• _WHAT YOU SHOULD DO_: According to the text on character dance, what object does Hilarion find to prove Loys' deception?

• _EXCERPTED PASSAGE_:
====================

Character Dance

Character dance is not specifically a single dance style, but more of a type of performance. True to its name, character dances are when a dance is performed with a story and named characters that the dancers play. Some of the more famous character dances are the ballets Giselle, Sleeping Beauty, and the Nutcracker. When it comes to character dances, each one has techniques specific to that dance, due to the theme, dance type, and sometimes choreographer.


Out of the character dances I mentioned, I figured Giselle would be a good choice to elaborate on because, while it is well-known in the ballet world, it might not be as well-known to others. I also feel that Giselle is one of the most interesting ballets because of its darker, other worldly themes. Giselle is about two hours, and consist of two acts.

This ballet is about a young girl named Giselle who has a heart condition, but a strong love for dance. She falls in love with a Loys, a peasant boy, who, little does Giselle know, is actually Albrecht, the Duke of Silesia. Hilarion, a jealous love rival wants to expose Albrecht’s true identity to Giselle in order to break Giselle and Loys apart. After Giselle’s mother chides her for dancing too much, the Duke of Courland and his daughter Bathilde appear after a hunt. Giselle and Bathilde become fast friends. While that is happening, Hilarion works  to prove Loys’ deception by finding a sword with the Duke’s crest on it. Later, when everyone is dancing, Hilarion uses the sword to expose Loys’ identity. At the same time, Giselle finds out that Loys is also Bathilde’s fiancée. Overwhelmed by pain and sadness, Giselle commits suicide.

====================

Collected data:
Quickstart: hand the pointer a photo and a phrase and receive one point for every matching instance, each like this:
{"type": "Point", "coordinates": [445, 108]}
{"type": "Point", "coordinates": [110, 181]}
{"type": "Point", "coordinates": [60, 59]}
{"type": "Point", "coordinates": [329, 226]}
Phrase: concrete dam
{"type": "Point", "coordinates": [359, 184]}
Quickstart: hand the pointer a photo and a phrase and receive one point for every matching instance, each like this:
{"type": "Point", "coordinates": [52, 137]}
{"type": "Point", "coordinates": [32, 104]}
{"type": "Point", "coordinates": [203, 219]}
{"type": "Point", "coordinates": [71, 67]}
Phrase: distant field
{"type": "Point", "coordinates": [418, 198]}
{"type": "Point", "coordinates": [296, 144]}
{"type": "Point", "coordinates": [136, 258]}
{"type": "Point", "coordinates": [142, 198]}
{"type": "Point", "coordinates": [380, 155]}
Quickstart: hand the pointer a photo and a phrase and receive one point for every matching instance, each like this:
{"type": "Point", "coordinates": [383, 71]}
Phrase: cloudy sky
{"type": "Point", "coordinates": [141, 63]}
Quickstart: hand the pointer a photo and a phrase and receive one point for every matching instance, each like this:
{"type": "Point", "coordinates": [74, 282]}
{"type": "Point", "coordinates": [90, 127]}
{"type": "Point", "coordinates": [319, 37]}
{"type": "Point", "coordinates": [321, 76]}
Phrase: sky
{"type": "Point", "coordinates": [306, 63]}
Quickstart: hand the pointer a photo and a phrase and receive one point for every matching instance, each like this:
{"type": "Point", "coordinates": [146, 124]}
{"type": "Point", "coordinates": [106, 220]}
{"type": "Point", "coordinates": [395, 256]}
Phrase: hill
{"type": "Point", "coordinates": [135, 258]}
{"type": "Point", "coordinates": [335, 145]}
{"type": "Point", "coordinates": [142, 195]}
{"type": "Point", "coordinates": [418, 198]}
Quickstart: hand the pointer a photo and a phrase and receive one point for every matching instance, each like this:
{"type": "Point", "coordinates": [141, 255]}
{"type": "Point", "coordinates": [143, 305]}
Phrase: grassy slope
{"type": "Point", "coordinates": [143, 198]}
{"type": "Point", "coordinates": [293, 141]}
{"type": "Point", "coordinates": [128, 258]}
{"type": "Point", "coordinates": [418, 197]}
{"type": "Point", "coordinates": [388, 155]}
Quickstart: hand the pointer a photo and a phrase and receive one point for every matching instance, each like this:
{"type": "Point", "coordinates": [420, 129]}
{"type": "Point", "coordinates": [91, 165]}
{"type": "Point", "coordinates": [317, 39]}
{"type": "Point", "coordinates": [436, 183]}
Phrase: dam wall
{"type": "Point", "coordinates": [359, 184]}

====================

• _SOLVED PROBLEM_: A sword with the Duke's crest on it.